*Pointing dataset excerpts:*
╔══
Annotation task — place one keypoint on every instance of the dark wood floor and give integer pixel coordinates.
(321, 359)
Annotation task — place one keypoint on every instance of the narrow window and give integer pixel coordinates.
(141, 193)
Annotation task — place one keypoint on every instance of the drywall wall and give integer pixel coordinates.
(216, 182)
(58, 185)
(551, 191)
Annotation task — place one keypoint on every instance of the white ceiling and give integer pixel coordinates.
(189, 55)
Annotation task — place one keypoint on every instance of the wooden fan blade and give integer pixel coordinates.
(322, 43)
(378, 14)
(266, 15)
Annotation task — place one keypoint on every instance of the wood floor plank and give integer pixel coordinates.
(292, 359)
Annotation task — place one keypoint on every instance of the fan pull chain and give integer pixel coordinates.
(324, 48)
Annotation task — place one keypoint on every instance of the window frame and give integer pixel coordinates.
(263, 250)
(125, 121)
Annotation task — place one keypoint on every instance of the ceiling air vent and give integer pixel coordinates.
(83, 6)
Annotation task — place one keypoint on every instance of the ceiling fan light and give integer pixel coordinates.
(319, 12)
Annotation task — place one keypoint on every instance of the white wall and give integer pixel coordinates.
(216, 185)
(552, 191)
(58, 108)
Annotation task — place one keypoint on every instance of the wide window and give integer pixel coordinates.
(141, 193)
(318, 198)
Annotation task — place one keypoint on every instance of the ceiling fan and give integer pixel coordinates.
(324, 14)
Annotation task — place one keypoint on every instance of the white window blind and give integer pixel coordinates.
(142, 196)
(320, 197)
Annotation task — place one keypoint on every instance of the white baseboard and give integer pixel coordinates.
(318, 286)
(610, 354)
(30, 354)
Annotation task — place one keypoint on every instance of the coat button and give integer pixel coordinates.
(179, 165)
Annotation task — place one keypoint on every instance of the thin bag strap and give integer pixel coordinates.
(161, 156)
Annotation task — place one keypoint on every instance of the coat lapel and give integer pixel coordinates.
╚══
*Problem to solve:* Output every record above exactly as it appears.

*Result of the task:*
Annotation task — place one keypoint on every instance of the dark wood floor and give integer pixel coordinates.
(321, 359)
Annotation task — place one keypoint on every instance of the narrow window and give integer pixel coordinates.
(141, 193)
Annotation task — place one keypoint on every instance of the drywall wall and give integer pixel coordinates.
(216, 182)
(58, 185)
(551, 191)
Annotation task — place one keypoint on every instance of the white ceiling and give integer pixel coordinates.
(189, 55)
Annotation task — place one keypoint on every instance of the wooden fan blade and give integer pixel coordinates.
(322, 43)
(378, 14)
(266, 15)
Annotation task — place one keypoint on every instance of the wood floor plank and give integer pixel coordinates.
(292, 359)
Annotation task — place one keypoint on every instance of the fan pull chain and give integer pixel coordinates.
(324, 48)
Annotation task — place one keypoint on every instance of the window frame and give integer pixel coordinates.
(263, 250)
(125, 121)
Annotation task — place one keypoint on every instance of the ceiling air vent and give integer pixel coordinates.
(83, 6)
Annotation task — place one keypoint on every instance of the ceiling fan light and give integer pixel coordinates.
(319, 12)
Annotation task — place one keypoint on every instance of the white wall and give integer pixel coordinates.
(216, 185)
(552, 191)
(58, 108)
Annotation task — place one keypoint on every instance of the wide window and give integer pixel coordinates.
(141, 193)
(318, 198)
Annotation task — place one keypoint on every instance of the ceiling fan and give integer pixel coordinates.
(324, 14)
Annotation task — place one keypoint on every instance of the white window blind and give integer pixel coordinates.
(142, 196)
(320, 197)
Annotation task — place one keypoint on every instance of the white baseboard and give integer pixel coordinates.
(318, 286)
(610, 354)
(30, 354)
Annotation task — place one keypoint on every instance of the coat button and give integer pixel coordinates.
(179, 165)
Annotation task — place one keypoint on every instance of the thin bag strap and give integer pixel coordinates.
(161, 156)
Annotation task — place one keypoint on every instance of the coat lapel and give integer pixel coordinates.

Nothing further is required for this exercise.